Description of the task =
Resume the travel passage on Villefranche sur Mer, starting with the sentence that follows its last one.

Excerpted passage =

Summer time will certainly be busy in the South of France, along the Côte d’Azur…
There are many cities to choose from that have, hiking, private beaches, Provençal food, and French wine. You might be thinking of Nice, since it is the entry city from international airports such as New York, London, and Paris. Yet, there is a lesser known, picture-perfect village just east of Nice called, Villefranche sur Mer, and this elegant town has it all.
As you leave Nice…
…and make the curve around Mont Boron along the Basse Corniche, you can see a spectacular view of Villefranche. At the lowest level is Old Town, huddled near the harbor and distinctively marked by the orange-tiled roofs. It has old world charm with slated streets, quaint passageways, pastel villas, and steep staircases that descend to the port. The railroad tracks are just above the beach and are lined with purple bougainvillea.

[Saved entries]
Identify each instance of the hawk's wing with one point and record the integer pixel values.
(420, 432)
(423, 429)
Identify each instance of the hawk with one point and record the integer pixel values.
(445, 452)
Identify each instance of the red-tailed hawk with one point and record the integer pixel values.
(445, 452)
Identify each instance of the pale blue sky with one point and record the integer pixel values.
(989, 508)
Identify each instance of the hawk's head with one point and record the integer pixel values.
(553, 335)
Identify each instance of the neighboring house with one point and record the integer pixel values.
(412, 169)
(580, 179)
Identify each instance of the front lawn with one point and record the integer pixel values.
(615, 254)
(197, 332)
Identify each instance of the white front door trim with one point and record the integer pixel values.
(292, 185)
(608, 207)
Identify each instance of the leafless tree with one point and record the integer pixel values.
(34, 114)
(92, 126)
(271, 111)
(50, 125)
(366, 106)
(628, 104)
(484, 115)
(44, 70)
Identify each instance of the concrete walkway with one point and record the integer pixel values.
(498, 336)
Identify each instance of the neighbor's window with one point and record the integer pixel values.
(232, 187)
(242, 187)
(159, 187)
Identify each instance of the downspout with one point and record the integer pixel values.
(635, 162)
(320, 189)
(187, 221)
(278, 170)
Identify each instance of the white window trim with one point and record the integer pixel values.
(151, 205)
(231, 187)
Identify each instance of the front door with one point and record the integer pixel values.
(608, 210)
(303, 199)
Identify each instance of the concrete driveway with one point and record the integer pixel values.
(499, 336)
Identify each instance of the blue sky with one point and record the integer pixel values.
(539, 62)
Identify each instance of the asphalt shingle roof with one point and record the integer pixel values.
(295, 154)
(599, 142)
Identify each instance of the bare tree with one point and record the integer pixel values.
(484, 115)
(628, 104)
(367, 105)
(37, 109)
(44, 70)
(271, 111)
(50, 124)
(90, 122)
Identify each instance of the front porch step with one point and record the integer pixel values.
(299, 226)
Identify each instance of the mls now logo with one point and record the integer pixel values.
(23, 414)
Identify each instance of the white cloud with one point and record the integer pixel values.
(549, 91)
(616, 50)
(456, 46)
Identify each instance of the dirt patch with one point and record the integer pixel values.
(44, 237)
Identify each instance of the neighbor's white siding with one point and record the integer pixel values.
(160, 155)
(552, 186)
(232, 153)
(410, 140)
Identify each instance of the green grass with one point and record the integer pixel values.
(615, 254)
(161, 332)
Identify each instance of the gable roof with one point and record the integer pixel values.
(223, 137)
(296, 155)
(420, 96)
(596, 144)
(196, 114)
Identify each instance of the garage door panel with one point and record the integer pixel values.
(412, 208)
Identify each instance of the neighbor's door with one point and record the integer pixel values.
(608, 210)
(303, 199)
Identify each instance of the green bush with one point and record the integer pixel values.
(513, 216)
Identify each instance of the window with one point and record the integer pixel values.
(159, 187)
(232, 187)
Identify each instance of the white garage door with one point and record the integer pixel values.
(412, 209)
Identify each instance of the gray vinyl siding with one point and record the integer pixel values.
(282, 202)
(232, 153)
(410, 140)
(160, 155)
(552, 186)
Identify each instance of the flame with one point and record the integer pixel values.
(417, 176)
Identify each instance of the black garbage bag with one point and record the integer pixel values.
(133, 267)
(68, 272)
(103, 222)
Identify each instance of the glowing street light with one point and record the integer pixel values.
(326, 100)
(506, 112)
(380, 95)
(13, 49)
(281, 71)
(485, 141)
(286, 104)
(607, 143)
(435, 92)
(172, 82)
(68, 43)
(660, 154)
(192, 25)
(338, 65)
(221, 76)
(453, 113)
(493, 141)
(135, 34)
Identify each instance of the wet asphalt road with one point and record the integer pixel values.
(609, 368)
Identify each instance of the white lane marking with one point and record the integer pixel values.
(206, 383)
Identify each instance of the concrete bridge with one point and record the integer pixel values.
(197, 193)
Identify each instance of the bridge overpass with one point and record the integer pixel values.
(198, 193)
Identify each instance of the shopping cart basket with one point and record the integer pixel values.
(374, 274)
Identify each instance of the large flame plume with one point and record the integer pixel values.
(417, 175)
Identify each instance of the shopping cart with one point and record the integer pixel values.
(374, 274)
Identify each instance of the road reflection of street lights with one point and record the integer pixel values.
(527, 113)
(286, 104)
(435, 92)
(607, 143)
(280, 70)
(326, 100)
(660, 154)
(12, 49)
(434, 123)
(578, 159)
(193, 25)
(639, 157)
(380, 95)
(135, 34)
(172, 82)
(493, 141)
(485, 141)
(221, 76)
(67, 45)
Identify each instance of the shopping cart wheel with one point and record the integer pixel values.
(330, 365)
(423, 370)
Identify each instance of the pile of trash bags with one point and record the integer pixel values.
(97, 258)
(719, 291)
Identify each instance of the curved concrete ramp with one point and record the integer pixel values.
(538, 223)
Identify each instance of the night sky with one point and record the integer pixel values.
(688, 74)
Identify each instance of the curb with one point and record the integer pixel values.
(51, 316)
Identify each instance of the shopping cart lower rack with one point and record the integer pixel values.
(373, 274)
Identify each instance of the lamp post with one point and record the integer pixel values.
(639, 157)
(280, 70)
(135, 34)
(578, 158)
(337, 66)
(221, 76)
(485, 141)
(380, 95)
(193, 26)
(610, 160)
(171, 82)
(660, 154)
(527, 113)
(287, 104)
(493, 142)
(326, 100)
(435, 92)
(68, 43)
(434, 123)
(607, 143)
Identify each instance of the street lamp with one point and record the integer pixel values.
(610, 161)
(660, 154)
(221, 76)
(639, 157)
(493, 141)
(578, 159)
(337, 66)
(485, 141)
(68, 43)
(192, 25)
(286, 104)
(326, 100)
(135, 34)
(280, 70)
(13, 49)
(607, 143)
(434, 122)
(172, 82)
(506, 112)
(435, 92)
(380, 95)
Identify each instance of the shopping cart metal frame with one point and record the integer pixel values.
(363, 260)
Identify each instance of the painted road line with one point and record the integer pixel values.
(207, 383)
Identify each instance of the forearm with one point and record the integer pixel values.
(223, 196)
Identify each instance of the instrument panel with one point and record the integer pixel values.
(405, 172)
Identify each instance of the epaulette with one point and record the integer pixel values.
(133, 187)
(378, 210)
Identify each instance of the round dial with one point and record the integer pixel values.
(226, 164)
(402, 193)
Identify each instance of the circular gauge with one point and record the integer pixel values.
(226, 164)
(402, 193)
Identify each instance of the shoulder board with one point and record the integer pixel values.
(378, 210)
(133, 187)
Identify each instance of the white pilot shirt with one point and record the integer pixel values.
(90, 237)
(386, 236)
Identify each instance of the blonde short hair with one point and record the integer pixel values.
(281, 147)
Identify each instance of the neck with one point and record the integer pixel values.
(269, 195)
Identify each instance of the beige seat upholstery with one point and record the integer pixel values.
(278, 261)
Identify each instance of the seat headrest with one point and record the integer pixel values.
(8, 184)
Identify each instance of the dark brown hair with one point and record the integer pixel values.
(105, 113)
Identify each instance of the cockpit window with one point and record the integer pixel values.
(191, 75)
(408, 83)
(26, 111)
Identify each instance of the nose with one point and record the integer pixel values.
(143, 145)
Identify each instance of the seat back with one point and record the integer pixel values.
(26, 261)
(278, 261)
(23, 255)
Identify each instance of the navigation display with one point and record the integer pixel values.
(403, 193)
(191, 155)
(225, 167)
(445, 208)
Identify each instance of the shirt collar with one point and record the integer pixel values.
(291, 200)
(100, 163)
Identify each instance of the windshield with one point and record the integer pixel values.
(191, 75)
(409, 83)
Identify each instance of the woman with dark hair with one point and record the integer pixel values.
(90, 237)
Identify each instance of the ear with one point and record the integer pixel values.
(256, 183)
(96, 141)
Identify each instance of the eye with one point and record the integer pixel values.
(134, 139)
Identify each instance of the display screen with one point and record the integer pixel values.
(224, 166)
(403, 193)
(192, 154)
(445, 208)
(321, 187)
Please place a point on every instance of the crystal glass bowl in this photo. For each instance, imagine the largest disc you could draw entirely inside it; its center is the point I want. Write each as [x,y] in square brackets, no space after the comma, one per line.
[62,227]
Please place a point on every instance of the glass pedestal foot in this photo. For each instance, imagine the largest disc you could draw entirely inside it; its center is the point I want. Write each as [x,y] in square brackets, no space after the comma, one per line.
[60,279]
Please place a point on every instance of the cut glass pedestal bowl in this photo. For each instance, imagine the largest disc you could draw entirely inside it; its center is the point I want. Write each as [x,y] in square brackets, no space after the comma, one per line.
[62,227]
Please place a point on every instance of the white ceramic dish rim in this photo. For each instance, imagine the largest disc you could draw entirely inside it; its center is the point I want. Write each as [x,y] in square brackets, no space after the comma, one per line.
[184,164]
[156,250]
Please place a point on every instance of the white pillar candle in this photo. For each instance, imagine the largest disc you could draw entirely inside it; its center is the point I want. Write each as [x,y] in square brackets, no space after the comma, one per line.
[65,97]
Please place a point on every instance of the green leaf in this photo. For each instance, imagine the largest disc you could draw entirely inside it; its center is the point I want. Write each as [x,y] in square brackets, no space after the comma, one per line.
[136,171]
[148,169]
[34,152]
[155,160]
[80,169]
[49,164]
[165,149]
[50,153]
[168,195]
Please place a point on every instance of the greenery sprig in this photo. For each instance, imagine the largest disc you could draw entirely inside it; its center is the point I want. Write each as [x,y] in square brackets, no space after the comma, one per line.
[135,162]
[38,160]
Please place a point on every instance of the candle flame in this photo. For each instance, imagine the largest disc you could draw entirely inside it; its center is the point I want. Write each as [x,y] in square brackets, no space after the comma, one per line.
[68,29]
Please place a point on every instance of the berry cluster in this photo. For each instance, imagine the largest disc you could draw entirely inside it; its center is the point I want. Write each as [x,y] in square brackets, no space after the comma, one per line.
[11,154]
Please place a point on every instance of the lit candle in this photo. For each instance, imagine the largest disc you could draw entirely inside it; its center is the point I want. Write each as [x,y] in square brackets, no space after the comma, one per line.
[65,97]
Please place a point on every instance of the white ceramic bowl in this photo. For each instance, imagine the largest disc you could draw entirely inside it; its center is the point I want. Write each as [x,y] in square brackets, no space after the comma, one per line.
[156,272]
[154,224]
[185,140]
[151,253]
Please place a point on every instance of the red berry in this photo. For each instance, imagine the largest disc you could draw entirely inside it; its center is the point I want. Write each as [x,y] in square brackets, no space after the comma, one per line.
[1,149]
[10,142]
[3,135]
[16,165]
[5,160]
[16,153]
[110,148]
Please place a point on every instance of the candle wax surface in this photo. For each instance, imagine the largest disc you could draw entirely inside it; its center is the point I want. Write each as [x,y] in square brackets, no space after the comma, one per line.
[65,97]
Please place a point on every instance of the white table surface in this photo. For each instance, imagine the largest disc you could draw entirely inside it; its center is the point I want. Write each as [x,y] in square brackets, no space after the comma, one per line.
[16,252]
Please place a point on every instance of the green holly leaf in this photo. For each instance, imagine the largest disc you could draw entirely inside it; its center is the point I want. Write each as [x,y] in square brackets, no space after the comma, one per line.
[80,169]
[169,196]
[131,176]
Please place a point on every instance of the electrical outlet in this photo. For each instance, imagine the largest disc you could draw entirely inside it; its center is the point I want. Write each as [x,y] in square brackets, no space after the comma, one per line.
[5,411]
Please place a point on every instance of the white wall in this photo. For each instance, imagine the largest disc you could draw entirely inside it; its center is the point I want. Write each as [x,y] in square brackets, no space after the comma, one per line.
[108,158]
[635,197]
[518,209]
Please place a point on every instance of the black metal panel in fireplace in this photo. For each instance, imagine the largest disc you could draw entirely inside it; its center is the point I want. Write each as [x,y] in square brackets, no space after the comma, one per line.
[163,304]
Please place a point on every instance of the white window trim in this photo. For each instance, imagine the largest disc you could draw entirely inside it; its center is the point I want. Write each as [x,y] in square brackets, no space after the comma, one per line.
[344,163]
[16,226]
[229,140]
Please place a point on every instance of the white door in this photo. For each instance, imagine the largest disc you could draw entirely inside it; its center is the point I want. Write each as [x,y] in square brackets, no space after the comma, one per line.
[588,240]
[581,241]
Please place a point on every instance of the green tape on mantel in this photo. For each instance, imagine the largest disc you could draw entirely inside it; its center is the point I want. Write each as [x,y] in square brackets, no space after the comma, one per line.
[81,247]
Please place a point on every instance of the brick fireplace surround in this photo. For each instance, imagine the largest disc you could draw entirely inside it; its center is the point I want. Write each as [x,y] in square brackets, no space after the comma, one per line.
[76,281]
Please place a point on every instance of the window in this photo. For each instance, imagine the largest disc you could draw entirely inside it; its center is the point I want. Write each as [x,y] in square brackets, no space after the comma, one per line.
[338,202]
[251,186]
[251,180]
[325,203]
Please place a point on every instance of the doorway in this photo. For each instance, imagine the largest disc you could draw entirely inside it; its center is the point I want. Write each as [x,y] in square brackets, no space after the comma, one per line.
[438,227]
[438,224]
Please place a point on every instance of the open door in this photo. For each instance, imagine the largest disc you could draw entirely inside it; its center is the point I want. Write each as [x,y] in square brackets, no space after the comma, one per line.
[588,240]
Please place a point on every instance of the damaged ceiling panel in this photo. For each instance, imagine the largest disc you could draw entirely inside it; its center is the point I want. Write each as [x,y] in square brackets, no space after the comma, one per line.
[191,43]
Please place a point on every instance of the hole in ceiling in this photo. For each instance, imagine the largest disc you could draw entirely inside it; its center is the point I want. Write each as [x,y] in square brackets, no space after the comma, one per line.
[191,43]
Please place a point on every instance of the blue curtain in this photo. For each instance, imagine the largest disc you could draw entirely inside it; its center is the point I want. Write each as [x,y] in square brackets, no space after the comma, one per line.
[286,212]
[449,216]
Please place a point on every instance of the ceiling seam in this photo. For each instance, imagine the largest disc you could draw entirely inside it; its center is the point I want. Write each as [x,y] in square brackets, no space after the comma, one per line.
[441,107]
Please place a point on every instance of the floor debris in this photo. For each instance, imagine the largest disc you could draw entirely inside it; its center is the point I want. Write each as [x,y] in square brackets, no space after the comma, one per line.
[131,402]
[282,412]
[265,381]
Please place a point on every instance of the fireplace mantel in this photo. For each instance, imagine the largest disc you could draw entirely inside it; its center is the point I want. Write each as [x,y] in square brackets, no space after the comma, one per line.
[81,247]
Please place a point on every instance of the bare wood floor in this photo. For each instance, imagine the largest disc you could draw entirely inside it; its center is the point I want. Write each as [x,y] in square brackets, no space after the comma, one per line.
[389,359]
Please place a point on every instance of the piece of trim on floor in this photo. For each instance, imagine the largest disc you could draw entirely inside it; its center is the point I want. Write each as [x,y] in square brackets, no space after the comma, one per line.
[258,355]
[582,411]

Answer to this exercise =
Villefranche is the most picturesque village along the French Riviera.
Rick Steves says, “one of the most delightful spots on the Riviera to spend a summer’s evening while dining on the quai.” This unpretentious, seaside village still retains its unique atmosphere with a touch of romance!
Villefranche was created by Charles II of Anjou, Count of Provence in 1295.
Although, legend has it that Hercules opened his arms and the Villefranche harbor was formed. Yet another story says that he stepped into the bay, and that’s why it is so deep—320 feet
The main street in Old Town is rue du Poilu, which runs parallel to the waterfront and ends at the train station. At water’s edge is the long curving beach area with several restaurants and cafés.
In the nineteenth century, the harbor was an important Russian Navy base, and from 1948 – 1966, it was used as a base for the United States Navy’s Sixth Fleet. Local pleasure boats and cruise ships now occupy the harbor.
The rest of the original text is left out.